An identical copy of the listing below is all the answer should contain.

◆ Listed records
----------------------------------------

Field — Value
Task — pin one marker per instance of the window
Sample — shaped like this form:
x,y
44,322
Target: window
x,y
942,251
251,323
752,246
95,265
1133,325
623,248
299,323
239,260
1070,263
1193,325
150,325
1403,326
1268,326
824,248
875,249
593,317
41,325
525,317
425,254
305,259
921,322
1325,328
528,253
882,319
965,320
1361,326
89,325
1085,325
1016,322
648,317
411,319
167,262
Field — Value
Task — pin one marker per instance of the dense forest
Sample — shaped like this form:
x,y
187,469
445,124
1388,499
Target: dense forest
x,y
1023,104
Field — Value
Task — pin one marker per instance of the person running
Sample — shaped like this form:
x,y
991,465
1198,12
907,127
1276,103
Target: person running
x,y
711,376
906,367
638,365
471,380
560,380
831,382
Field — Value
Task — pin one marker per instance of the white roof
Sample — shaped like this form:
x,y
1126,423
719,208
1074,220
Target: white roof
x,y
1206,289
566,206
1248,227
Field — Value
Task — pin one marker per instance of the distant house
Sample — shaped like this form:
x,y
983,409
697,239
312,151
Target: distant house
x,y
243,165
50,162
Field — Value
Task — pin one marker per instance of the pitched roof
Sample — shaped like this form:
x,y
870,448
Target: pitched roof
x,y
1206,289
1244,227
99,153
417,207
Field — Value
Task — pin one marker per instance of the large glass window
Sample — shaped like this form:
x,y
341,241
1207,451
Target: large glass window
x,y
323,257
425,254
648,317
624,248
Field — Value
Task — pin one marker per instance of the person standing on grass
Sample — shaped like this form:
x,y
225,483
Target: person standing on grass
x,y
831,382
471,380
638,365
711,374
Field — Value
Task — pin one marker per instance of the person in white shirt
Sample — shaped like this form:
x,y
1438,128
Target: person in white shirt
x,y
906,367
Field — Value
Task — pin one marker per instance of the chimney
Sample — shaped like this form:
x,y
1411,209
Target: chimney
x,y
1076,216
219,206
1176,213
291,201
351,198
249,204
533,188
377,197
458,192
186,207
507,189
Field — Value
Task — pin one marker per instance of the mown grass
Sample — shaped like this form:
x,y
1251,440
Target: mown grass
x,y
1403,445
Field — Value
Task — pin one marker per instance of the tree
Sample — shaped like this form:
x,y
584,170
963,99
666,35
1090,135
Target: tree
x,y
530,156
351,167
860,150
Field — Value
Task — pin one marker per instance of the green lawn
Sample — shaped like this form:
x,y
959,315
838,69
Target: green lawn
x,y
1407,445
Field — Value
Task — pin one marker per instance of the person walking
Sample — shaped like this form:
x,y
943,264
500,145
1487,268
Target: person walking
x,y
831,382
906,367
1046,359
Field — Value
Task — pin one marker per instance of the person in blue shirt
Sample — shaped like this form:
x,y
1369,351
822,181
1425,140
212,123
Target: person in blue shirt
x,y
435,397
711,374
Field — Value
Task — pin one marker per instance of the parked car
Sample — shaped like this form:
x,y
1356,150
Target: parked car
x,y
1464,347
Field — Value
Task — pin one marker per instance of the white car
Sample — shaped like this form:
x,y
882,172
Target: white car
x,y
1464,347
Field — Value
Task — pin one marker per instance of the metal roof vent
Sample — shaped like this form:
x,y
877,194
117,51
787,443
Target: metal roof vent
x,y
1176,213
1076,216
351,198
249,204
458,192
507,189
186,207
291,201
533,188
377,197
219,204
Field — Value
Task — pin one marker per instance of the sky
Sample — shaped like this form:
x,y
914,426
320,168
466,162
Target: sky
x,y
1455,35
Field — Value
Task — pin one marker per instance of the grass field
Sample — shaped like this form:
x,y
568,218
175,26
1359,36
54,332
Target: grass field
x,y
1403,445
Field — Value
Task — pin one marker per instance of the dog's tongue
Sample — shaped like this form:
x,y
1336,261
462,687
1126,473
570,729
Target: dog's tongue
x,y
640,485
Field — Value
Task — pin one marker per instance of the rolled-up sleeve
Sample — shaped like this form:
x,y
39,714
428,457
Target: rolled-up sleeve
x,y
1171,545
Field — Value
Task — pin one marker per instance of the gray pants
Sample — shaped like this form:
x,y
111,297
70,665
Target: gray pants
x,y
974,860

----------------------------------------

◆ Response to the exercise
Field — Value
Task — pin one marker per instance of the window
Sample — shaped like this form:
x,y
44,322
Target: window
x,y
942,251
251,323
752,246
95,265
1133,325
623,248
299,323
239,260
1070,263
1193,325
150,325
1403,326
1268,326
824,248
875,249
593,317
41,325
525,317
425,254
305,259
921,322
1325,328
528,253
882,319
965,320
1361,326
89,325
1085,325
1016,322
648,317
411,319
167,262
Field — Value
Task — pin one marker per instance of the dense forest
Sample — shaped like this form:
x,y
187,469
445,124
1388,499
Target: dense forest
x,y
1023,104
Field — Value
Task — pin one marker per instance of the person running
Sample — shaped like this form:
x,y
991,465
1198,12
907,127
1276,103
Target: person running
x,y
711,376
906,367
638,365
471,380
560,380
831,382
Field — Value
Task — pin one marker per instance of the white roof
Sample — shaped like this form:
x,y
1126,423
719,208
1074,220
Target: white roof
x,y
1206,289
566,206
1248,227
Field — Value
Task — pin one marker per instance of the distant house
Sample — shaped like this form:
x,y
983,409
697,239
312,151
Target: distant house
x,y
243,165
50,162
Field — Value
Task — pin one marker per instance of the pitched roof
Sample — shaped like this form:
x,y
870,448
Target: pitched roof
x,y
1206,289
1244,227
99,153
417,207
Field — Value
Task — pin one marker per instance of the large glass window
Sample — shaped like this form:
x,y
341,241
1207,451
Target: large glass window
x,y
323,257
425,254
648,317
624,248
Field — Value
Task — pin one marker per instance of the person standing on grass
Sample — shaped like this form:
x,y
225,483
Target: person standing on grass
x,y
831,382
471,380
638,365
711,374
Field — Value
Task — pin one marker per instance of the person in white shirt
Sample — shaped like this form:
x,y
1438,128
Target: person in white shirt
x,y
906,367
Field — Value
Task — pin one marker per instance of the chimney
Sample — shaped like this form:
x,y
1411,209
Target: chimney
x,y
1076,216
219,206
1176,213
291,201
351,198
249,204
533,188
377,197
458,192
186,207
507,189
Field — Value
Task — pin one marker per instance of the mown grass
Sample — shaped like this form:
x,y
1251,440
Target: mown grass
x,y
1403,445
Field — Value
Task — pin one marker per instance of the tree
Sample — shaped like this form:
x,y
584,170
963,99
666,35
1090,135
Target: tree
x,y
530,156
351,167
860,150
Field — Value
Task — pin one marker per instance of the green lawn
Sample — shaped like this form:
x,y
959,315
838,69
Target: green lawn
x,y
1407,445
Field — Value
Task — pin one marker per instance of the person walking
Sample — shaped like this form:
x,y
943,264
500,145
1487,268
Target: person walking
x,y
831,382
906,367
1046,359
Field — Value
Task — pin one marker per instance of the person in blue shirt
Sample — shaped like this form:
x,y
1369,351
822,181
1425,140
212,123
Target: person in blue shirt
x,y
435,397
711,374
Field — Value
Task — pin one marker per instance of the parked car
Sample — shaped like this form:
x,y
1356,150
Target: parked car
x,y
1464,347
Field — Value
Task — pin one marker per instance of the white car
Sample — shaped like this form:
x,y
882,172
Target: white car
x,y
1464,347
Field — Value
Task — pin one marker per instance of the metal roof vent
Sample — shaped like this form:
x,y
877,194
117,51
787,443
Target: metal roof vent
x,y
1176,213
1076,216
351,198
249,204
458,192
507,189
186,207
291,201
533,188
377,197
219,204
Field — Value
Task — pin one marker per instance of the sky
Sample — shaped like this form:
x,y
914,426
320,168
466,162
Target: sky
x,y
1455,35
Field — Value
Task — pin one marker per instance of the grass field
Sample — shaped like this form:
x,y
568,218
175,26
1359,36
54,332
Target: grass field
x,y
1403,445
Field — Value
Task — pin one marker per instance of the dog's tongue
Sample — shaped like this form:
x,y
1336,261
462,687
1126,473
570,729
Target: dog's tongue
x,y
640,485
Field — Value
Task — pin one marker per instance of the rolled-up sleeve
Sample — shaped like this form:
x,y
39,714
428,457
Target: rolled-up sleeve
x,y
1171,545
Field — Value
Task — pin one marker per instance of the gray pants
Sample — shaped like this form:
x,y
111,297
70,665
Target: gray pants
x,y
974,860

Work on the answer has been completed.